▸ Short problem:
Express everything from the line containing "Game engine object recognition — detect woman's smiling" down to the line containing "9, 702, 633, 942", both included, as a JSON list of strings with one string per line and any blank lines left out. Use only those lines of the items that follow.

▸ Data listing:
>>>
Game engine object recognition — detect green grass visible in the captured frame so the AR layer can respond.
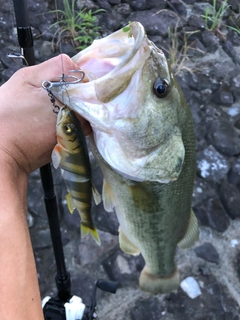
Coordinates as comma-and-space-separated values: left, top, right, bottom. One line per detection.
48, 0, 105, 50
202, 0, 229, 31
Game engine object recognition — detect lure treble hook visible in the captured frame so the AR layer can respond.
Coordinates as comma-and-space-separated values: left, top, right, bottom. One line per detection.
42, 70, 85, 90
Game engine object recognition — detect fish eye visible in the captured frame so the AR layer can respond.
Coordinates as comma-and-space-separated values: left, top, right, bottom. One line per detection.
153, 78, 169, 98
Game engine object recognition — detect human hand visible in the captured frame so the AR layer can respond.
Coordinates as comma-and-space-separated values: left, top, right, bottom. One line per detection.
0, 55, 91, 174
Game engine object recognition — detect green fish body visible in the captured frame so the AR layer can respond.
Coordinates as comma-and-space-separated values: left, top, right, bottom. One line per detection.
52, 107, 101, 244
54, 22, 198, 294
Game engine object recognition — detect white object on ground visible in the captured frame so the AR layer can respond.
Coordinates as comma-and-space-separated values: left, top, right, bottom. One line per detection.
180, 277, 202, 299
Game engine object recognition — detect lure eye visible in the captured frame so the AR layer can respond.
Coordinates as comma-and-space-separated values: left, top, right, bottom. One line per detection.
153, 78, 169, 98
63, 124, 72, 134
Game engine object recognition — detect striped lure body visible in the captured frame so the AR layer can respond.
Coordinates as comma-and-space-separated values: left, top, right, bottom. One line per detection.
52, 106, 101, 244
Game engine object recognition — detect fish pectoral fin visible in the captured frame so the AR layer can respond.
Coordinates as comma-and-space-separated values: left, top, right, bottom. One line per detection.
92, 185, 102, 205
52, 144, 61, 169
119, 229, 140, 256
139, 266, 180, 294
66, 192, 76, 213
102, 179, 115, 212
178, 210, 199, 249
81, 223, 101, 246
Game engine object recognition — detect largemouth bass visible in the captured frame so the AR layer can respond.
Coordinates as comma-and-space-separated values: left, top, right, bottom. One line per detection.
52, 107, 101, 244
54, 22, 198, 294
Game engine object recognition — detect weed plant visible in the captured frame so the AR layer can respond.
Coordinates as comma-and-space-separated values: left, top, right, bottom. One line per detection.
202, 0, 229, 31
48, 0, 105, 50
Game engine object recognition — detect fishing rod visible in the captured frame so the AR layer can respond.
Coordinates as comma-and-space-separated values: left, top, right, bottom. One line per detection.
9, 0, 117, 320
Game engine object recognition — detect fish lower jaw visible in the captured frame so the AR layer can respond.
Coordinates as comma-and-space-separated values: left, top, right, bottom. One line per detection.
139, 266, 180, 294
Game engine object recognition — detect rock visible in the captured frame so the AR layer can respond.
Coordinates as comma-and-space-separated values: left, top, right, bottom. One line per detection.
129, 0, 148, 11
235, 251, 240, 280
192, 176, 216, 207
102, 249, 144, 286
168, 0, 187, 16
180, 277, 202, 299
128, 10, 181, 37
228, 157, 240, 186
212, 84, 234, 106
192, 1, 215, 16
197, 145, 230, 182
222, 40, 240, 66
194, 242, 219, 264
30, 228, 52, 249
231, 74, 240, 92
78, 230, 118, 266
166, 275, 239, 320
129, 297, 164, 320
193, 197, 230, 232
220, 181, 240, 219
206, 106, 240, 157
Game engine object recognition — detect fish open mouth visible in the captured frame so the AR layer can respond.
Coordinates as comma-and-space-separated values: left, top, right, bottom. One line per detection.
73, 22, 145, 82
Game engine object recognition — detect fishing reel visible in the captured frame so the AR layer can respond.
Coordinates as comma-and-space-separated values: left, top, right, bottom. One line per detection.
42, 280, 117, 320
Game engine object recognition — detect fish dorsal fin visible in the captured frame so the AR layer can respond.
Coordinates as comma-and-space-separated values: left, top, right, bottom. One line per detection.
80, 223, 101, 246
102, 179, 115, 212
178, 210, 199, 249
92, 185, 102, 205
52, 144, 62, 169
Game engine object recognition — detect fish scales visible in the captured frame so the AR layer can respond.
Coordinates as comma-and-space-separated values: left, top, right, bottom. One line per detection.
52, 106, 100, 244
54, 22, 198, 294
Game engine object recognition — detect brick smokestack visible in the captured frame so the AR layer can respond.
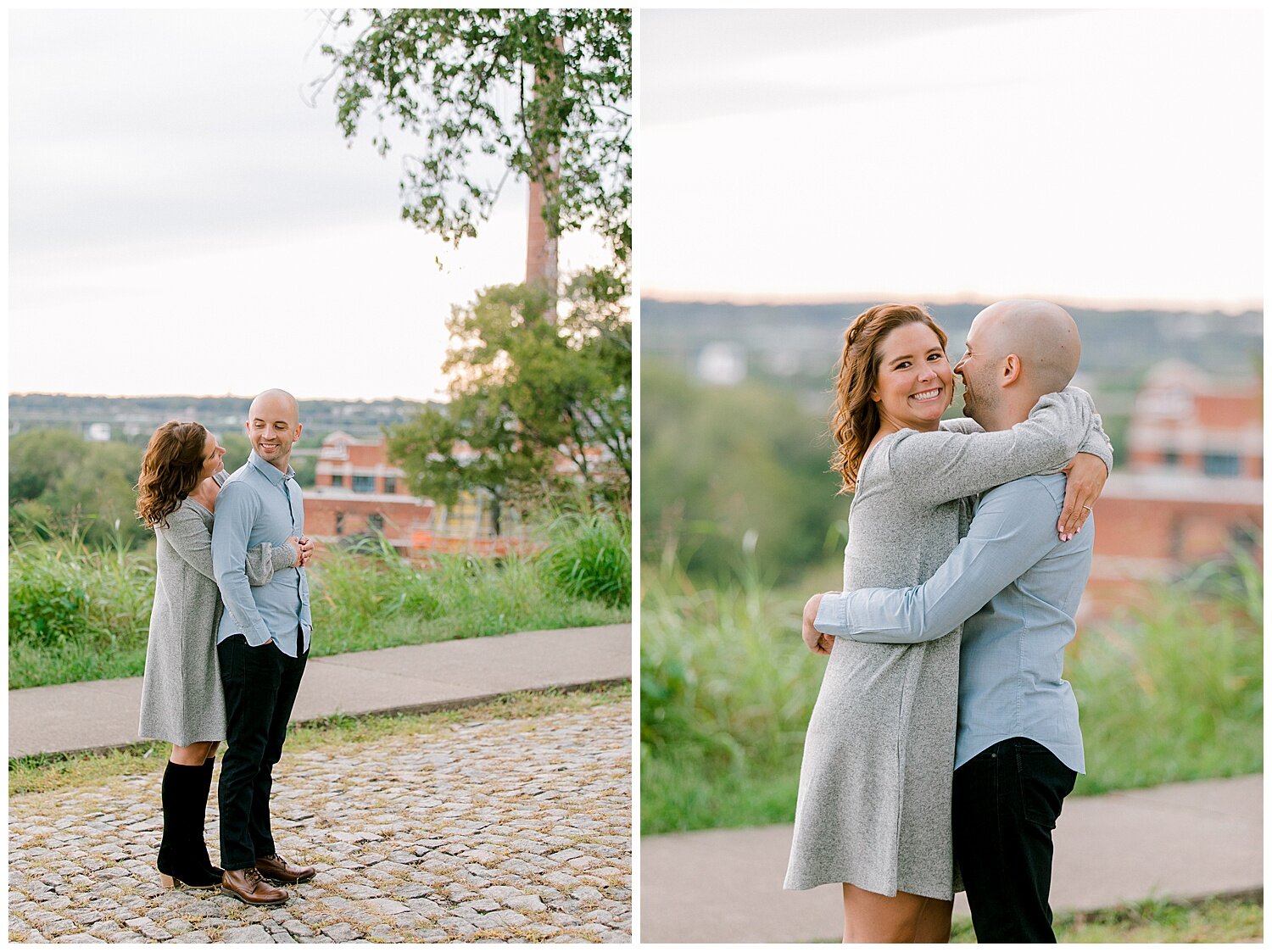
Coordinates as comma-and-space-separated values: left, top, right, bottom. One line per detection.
526, 179, 557, 298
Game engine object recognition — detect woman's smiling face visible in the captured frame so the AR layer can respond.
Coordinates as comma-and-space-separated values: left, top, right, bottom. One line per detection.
870, 321, 954, 430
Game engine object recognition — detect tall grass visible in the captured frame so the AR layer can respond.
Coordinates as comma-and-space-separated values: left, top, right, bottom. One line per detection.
1065, 546, 1264, 794
641, 548, 1264, 834
542, 511, 633, 606
9, 524, 631, 688
9, 535, 154, 688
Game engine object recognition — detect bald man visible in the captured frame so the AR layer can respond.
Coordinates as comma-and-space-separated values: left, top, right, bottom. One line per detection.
213, 390, 315, 905
804, 300, 1113, 942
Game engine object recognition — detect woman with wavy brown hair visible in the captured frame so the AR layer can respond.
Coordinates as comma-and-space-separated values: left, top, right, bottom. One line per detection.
786, 303, 1107, 942
137, 420, 312, 888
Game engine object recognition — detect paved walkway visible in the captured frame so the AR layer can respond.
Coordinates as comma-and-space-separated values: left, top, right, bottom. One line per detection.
9, 624, 633, 758
640, 774, 1264, 942
9, 696, 633, 942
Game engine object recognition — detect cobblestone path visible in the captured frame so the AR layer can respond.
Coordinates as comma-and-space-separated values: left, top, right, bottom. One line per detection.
9, 702, 633, 942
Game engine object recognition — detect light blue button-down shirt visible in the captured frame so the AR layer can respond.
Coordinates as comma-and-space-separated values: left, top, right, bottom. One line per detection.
814, 474, 1096, 773
213, 450, 313, 657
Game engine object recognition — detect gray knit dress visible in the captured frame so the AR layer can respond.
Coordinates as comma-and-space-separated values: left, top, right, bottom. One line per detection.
786, 387, 1103, 900
137, 473, 297, 746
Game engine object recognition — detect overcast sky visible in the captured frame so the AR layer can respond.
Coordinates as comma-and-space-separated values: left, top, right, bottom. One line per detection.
9, 10, 600, 399
638, 10, 1264, 309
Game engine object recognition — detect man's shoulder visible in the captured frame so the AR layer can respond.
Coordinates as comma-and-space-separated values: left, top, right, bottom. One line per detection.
218, 463, 261, 504
979, 473, 1065, 519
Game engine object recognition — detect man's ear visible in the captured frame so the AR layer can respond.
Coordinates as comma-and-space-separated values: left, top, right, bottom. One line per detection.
1001, 354, 1022, 387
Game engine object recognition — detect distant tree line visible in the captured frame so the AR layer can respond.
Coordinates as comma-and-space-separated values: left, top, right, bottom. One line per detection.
640, 359, 849, 582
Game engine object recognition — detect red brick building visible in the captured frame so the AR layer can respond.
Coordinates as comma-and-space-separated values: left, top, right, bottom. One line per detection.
1084, 362, 1264, 611
305, 432, 435, 549
305, 432, 524, 555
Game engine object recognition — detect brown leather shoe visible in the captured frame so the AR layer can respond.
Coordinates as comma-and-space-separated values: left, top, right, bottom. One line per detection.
256, 853, 318, 882
221, 866, 287, 906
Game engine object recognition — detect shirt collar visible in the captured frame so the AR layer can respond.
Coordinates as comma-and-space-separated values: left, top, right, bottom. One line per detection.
247, 450, 297, 486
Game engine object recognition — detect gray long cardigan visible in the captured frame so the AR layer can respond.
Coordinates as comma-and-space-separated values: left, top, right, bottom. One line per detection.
137, 473, 297, 746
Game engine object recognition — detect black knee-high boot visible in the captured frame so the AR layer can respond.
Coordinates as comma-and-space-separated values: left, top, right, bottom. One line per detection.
158, 760, 221, 888
190, 756, 226, 882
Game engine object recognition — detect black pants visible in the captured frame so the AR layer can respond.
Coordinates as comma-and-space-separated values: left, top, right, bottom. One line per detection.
954, 738, 1078, 942
216, 634, 310, 870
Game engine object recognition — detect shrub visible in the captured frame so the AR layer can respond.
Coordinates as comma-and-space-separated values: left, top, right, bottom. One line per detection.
539, 511, 633, 606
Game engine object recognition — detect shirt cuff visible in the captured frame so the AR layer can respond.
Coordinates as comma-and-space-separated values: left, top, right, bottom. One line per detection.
813, 593, 849, 636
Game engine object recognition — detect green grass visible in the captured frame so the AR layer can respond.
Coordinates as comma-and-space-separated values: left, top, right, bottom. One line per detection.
951, 899, 1264, 944
641, 548, 1264, 835
9, 684, 631, 796
9, 517, 631, 689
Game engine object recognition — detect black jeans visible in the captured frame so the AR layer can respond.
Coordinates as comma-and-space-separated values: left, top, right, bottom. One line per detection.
216, 634, 310, 870
954, 738, 1078, 942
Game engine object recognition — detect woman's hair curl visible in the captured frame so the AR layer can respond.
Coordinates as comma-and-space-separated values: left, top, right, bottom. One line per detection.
137, 420, 208, 529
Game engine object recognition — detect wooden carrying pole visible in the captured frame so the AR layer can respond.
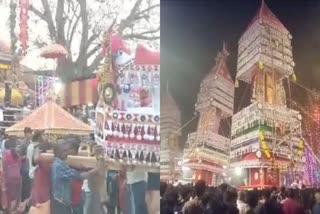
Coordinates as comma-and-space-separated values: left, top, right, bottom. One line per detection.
40, 153, 160, 173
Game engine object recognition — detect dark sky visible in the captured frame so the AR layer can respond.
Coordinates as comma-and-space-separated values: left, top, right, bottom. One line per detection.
161, 0, 320, 144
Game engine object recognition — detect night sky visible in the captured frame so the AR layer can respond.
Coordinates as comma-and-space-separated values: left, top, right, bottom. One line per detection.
161, 0, 320, 144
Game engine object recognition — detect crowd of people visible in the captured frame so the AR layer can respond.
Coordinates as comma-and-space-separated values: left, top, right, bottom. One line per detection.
0, 127, 160, 214
160, 180, 320, 214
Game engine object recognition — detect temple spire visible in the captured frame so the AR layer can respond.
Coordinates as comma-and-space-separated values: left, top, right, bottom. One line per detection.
222, 41, 230, 57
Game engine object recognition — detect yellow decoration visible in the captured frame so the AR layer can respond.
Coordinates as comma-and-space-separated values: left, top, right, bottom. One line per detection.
0, 64, 11, 70
291, 72, 297, 82
0, 88, 23, 106
297, 140, 304, 157
299, 140, 304, 150
259, 60, 264, 71
260, 131, 271, 159
260, 131, 266, 141
234, 79, 239, 88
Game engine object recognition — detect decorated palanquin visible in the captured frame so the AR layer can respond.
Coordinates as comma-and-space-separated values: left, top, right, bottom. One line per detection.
230, 1, 304, 188
95, 34, 160, 164
160, 89, 182, 181
184, 46, 234, 185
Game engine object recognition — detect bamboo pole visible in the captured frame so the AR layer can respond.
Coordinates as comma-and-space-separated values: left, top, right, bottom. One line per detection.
39, 153, 160, 173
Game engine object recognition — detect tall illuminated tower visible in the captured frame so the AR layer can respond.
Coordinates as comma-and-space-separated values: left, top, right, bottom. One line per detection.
160, 86, 182, 180
230, 1, 304, 187
184, 46, 234, 185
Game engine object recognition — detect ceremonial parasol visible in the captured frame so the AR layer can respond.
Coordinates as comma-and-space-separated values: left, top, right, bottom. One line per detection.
0, 88, 23, 106
6, 100, 93, 136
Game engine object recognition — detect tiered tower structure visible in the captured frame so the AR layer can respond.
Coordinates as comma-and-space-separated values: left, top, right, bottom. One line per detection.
230, 1, 304, 188
160, 85, 182, 181
184, 45, 234, 185
95, 34, 160, 166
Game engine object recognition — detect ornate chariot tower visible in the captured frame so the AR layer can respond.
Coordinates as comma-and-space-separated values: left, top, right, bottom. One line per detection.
160, 86, 182, 180
230, 1, 304, 188
184, 46, 234, 185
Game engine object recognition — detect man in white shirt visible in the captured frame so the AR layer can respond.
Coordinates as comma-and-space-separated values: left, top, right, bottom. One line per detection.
126, 169, 148, 214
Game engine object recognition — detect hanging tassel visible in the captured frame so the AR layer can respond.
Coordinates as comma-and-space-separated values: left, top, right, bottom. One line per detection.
291, 72, 297, 82
259, 60, 264, 71
234, 79, 239, 88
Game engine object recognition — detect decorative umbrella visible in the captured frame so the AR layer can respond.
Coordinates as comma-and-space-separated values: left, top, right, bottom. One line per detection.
0, 88, 23, 106
40, 44, 68, 59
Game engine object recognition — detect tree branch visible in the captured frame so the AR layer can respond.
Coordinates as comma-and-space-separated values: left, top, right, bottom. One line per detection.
122, 26, 160, 40
41, 0, 57, 40
87, 44, 101, 59
68, 15, 81, 44
56, 0, 66, 47
118, 0, 142, 34
29, 5, 47, 22
76, 0, 89, 66
138, 4, 160, 15
87, 54, 103, 73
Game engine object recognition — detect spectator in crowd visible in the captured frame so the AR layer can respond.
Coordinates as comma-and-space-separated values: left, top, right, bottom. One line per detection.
237, 191, 249, 214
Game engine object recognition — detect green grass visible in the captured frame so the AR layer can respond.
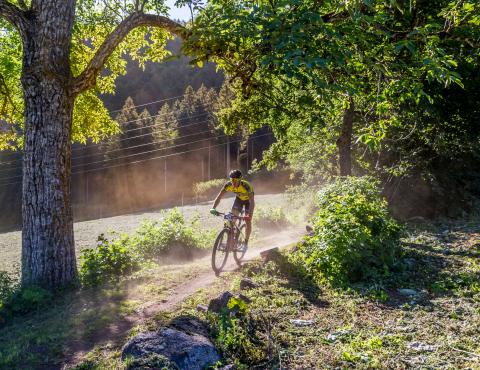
<<<
▸ Finished exercise:
[
  "Game engine object recognition — detect woman's smiling face visible in the captured frame so the AR layer can respond.",
  "Coordinates as comma-and-space-separated values: left, top, right, bottom. One line per detection.",
  "870, 321, 954, 430",
  "Game engine object recognition — detect tall grass visible in the captured frame so the AR layer can respond.",
  "Coordinates as comma-and-space-separated values: left, top, right, bottom. One line per detection.",
  "1065, 546, 1264, 794",
  "641, 548, 1264, 834",
  "542, 511, 633, 606",
  "9, 524, 631, 688",
  "9, 535, 154, 688",
  "Game engine object recognition — detect bald man visible in the captured frame so the AR layer can respond.",
  "Coordinates as comma-and-space-separated values: left, top, right, bottom. One line per detection.",
  "213, 390, 315, 905",
  "804, 300, 1113, 942",
  "Game engine object recognition — detect woman with wavy brown hair visible in the captured frame so the AR layer can respond.",
  "Coordinates as comma-and-space-separated values: left, top, right, bottom. One line per detection.",
  "786, 303, 1107, 942",
  "137, 420, 312, 888",
  "Game engine object recognition — detect paved walkway visible in the captured frame so the AR layer can respond.",
  "Coordinates as comma-and-space-separated values: left, top, right, bottom. One line per detection.",
  "9, 624, 633, 758",
  "640, 774, 1264, 942",
  "9, 696, 633, 942",
  "Game engine object recognition — detect cobblestone path visible in the captured frame so the AR layer can respond.",
  "Coordinates as comma-and-space-separated values: left, top, right, bottom. One line per detection.",
  "9, 702, 633, 942"
]